The exercise — Extract every line in the items below that contains the string "mountain".

## Begin Material for the task

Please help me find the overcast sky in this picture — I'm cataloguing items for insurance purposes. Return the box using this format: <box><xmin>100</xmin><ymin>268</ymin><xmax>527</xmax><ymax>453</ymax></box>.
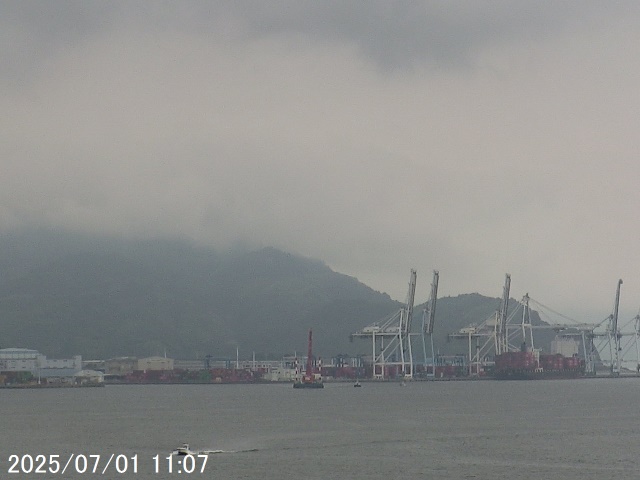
<box><xmin>0</xmin><ymin>0</ymin><xmax>640</xmax><ymax>321</ymax></box>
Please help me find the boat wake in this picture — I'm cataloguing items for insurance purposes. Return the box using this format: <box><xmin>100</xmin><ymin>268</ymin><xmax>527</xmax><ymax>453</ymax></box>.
<box><xmin>171</xmin><ymin>444</ymin><xmax>258</xmax><ymax>455</ymax></box>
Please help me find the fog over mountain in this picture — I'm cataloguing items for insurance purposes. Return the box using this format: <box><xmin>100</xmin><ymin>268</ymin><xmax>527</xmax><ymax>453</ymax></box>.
<box><xmin>0</xmin><ymin>0</ymin><xmax>640</xmax><ymax>322</ymax></box>
<box><xmin>0</xmin><ymin>230</ymin><xmax>556</xmax><ymax>359</ymax></box>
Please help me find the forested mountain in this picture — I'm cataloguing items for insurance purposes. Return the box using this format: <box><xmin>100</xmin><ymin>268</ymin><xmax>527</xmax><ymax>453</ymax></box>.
<box><xmin>0</xmin><ymin>231</ymin><xmax>552</xmax><ymax>359</ymax></box>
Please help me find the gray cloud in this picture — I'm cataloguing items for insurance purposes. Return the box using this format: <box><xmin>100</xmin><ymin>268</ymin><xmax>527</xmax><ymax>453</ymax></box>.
<box><xmin>0</xmin><ymin>2</ymin><xmax>640</xmax><ymax>319</ymax></box>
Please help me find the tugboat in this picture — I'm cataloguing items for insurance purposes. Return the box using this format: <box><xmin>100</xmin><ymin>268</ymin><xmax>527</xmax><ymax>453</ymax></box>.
<box><xmin>293</xmin><ymin>329</ymin><xmax>324</xmax><ymax>388</ymax></box>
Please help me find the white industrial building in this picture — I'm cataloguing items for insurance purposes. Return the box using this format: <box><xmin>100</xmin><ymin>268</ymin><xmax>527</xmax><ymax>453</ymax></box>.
<box><xmin>0</xmin><ymin>348</ymin><xmax>82</xmax><ymax>378</ymax></box>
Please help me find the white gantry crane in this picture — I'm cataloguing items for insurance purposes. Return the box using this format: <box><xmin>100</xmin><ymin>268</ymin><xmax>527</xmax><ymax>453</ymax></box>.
<box><xmin>351</xmin><ymin>270</ymin><xmax>417</xmax><ymax>379</ymax></box>
<box><xmin>421</xmin><ymin>270</ymin><xmax>440</xmax><ymax>376</ymax></box>
<box><xmin>449</xmin><ymin>274</ymin><xmax>640</xmax><ymax>376</ymax></box>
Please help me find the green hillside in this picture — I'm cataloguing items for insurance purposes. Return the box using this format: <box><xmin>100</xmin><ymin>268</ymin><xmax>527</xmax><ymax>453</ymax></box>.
<box><xmin>0</xmin><ymin>231</ymin><xmax>552</xmax><ymax>359</ymax></box>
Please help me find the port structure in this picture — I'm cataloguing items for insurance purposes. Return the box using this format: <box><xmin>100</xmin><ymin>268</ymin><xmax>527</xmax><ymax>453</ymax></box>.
<box><xmin>448</xmin><ymin>274</ymin><xmax>640</xmax><ymax>376</ymax></box>
<box><xmin>420</xmin><ymin>270</ymin><xmax>440</xmax><ymax>377</ymax></box>
<box><xmin>351</xmin><ymin>269</ymin><xmax>417</xmax><ymax>379</ymax></box>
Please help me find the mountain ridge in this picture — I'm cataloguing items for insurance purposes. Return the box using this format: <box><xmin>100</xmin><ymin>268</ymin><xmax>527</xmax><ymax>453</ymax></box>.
<box><xmin>0</xmin><ymin>231</ymin><xmax>552</xmax><ymax>359</ymax></box>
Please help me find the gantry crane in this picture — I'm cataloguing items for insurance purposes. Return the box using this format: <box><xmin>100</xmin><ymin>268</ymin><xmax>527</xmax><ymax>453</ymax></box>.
<box><xmin>351</xmin><ymin>270</ymin><xmax>417</xmax><ymax>379</ymax></box>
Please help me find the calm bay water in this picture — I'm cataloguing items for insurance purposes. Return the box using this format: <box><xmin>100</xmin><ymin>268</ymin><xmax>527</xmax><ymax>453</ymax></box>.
<box><xmin>0</xmin><ymin>379</ymin><xmax>640</xmax><ymax>480</ymax></box>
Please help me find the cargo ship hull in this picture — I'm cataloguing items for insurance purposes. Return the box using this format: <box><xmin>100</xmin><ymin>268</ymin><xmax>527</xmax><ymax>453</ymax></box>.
<box><xmin>493</xmin><ymin>351</ymin><xmax>585</xmax><ymax>380</ymax></box>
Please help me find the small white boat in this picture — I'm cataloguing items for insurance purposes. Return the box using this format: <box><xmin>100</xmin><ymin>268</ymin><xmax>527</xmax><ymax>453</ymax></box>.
<box><xmin>173</xmin><ymin>443</ymin><xmax>197</xmax><ymax>455</ymax></box>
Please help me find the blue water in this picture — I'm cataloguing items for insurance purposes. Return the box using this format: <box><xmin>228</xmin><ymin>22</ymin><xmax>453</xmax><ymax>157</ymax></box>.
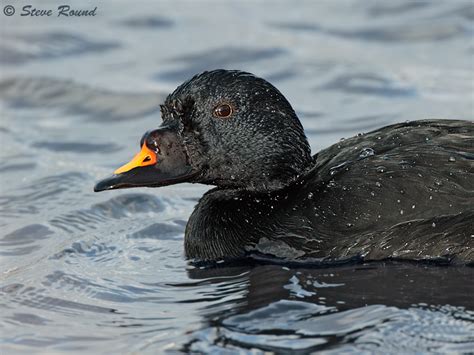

## End Material for the task

Final result —
Please help me find the fog over mountain in this picture — I'm cataloguing items for insurance purposes. Return the box using this format: <box><xmin>100</xmin><ymin>268</ymin><xmax>527</xmax><ymax>453</ymax></box>.
Please help me find the forested mountain in this picture — I'm cataloguing items for insurance purposes. Return the box using this format: <box><xmin>100</xmin><ymin>268</ymin><xmax>527</xmax><ymax>453</ymax></box>.
Please help me find the mountain ridge in this picture — I'm cataloguing items for insurance purposes. Return the box using this format: <box><xmin>100</xmin><ymin>268</ymin><xmax>527</xmax><ymax>453</ymax></box>.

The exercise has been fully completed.